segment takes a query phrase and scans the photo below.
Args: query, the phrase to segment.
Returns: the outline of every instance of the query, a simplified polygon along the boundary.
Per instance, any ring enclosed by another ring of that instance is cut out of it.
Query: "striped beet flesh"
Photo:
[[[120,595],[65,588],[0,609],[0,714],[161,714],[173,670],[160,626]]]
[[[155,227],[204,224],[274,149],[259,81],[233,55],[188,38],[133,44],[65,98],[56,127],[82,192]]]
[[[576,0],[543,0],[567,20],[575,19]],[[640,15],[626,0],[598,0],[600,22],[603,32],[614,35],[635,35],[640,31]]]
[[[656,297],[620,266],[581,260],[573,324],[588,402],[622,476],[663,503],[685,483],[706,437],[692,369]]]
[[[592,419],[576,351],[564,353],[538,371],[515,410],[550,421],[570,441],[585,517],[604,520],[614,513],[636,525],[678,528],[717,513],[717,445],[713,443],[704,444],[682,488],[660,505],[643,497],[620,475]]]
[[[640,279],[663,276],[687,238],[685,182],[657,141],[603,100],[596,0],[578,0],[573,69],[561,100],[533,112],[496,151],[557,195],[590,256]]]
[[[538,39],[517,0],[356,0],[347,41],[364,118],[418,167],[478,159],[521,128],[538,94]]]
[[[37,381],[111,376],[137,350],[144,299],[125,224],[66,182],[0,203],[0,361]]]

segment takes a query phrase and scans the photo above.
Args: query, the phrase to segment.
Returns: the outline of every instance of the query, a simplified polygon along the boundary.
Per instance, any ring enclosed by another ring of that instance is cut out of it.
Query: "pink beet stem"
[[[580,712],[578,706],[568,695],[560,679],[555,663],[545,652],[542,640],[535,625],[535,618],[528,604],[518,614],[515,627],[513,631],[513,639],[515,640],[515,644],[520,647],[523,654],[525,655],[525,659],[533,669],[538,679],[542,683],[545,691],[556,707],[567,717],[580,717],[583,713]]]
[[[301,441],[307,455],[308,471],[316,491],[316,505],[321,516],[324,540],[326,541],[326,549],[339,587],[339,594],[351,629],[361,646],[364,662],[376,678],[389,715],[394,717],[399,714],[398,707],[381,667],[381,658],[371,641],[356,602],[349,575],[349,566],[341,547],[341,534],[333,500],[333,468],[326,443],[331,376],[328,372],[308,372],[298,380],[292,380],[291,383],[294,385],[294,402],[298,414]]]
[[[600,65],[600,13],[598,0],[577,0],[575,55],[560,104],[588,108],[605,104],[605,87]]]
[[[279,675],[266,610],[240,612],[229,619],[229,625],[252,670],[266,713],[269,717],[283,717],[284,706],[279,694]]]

══════════════════════════════

▶ [What the task asks]: Rewrite every line of the records above as a Markdown table with the columns Row and Line. Number the rows in order and skip blank lines.

▶ [Finished exercise]:
| Row | Line |
|---|---|
| 1 | segment takes a query phrase and scans the photo below. |
| 2 | Args: query, the phrase to segment. |
| 3 | Returns: the outline of every instance of the query, a simplified polygon along the boundary. |
| 4 | Per instance, any ring enclosed by another ring of that instance is cut out of it. |
| 5 | Query: "striped beet flesh" |
| 6 | Photo: |
| 7 | [[[120,595],[65,588],[0,609],[0,714],[161,714],[173,670],[160,626]]] |
| 8 | [[[155,227],[204,224],[274,149],[259,81],[233,55],[188,38],[133,44],[65,98],[56,127],[82,192]]] |
| 9 | [[[576,0],[543,0],[567,20],[575,19]],[[640,15],[626,0],[598,0],[600,22],[603,32],[614,35],[635,35],[640,31]]] |
| 10 | [[[656,297],[620,266],[581,260],[573,324],[588,402],[622,476],[663,503],[685,483],[706,437],[692,369]]] |
| 11 | [[[592,419],[576,351],[564,353],[538,371],[515,410],[550,421],[570,441],[585,517],[604,520],[614,513],[636,525],[678,528],[717,513],[717,445],[713,443],[704,444],[682,488],[660,505],[643,497],[620,475]]] |
| 12 | [[[640,279],[663,276],[687,238],[685,182],[657,141],[603,100],[596,0],[578,0],[573,69],[561,100],[533,112],[496,151],[557,195],[590,256]]] |
| 13 | [[[538,39],[517,0],[356,0],[347,41],[364,118],[418,167],[478,159],[521,128],[538,94]]] |
| 14 | [[[37,381],[111,376],[137,350],[144,299],[125,224],[66,182],[0,203],[0,361]]] |
| 15 | segment takes a query phrase and scans the photo above. |
| 16 | Args: query, the phrase to segment. |
| 17 | Returns: the outline of every instance of the query, a simplified polygon along the boundary. |
| 18 | Per instance, any ring enclosed by another ring of that instance is cut out of it. |
| 19 | Query: "pink beet stem" |
| 20 | [[[580,712],[578,706],[568,695],[560,679],[555,663],[545,652],[542,640],[535,625],[535,618],[528,604],[518,614],[515,627],[513,631],[513,639],[515,640],[515,644],[520,647],[523,654],[525,655],[525,659],[533,669],[538,679],[542,683],[545,691],[556,707],[567,717],[580,717],[583,713]]] |
| 21 | [[[301,441],[307,455],[308,471],[316,491],[316,505],[321,516],[324,540],[326,541],[326,549],[339,587],[339,594],[351,629],[361,646],[364,662],[376,678],[389,715],[394,717],[399,714],[398,707],[381,667],[381,658],[371,641],[356,602],[349,575],[349,566],[341,547],[341,534],[333,500],[333,468],[326,443],[331,376],[328,372],[308,372],[298,380],[292,380],[291,383],[294,385],[294,402],[298,414]]] |
| 22 | [[[600,65],[600,13],[598,0],[577,0],[575,55],[560,104],[588,108],[605,104],[605,87]]] |
| 23 | [[[279,675],[266,610],[240,612],[229,619],[229,625],[252,670],[266,713],[269,717],[283,717],[284,706],[279,694]]] |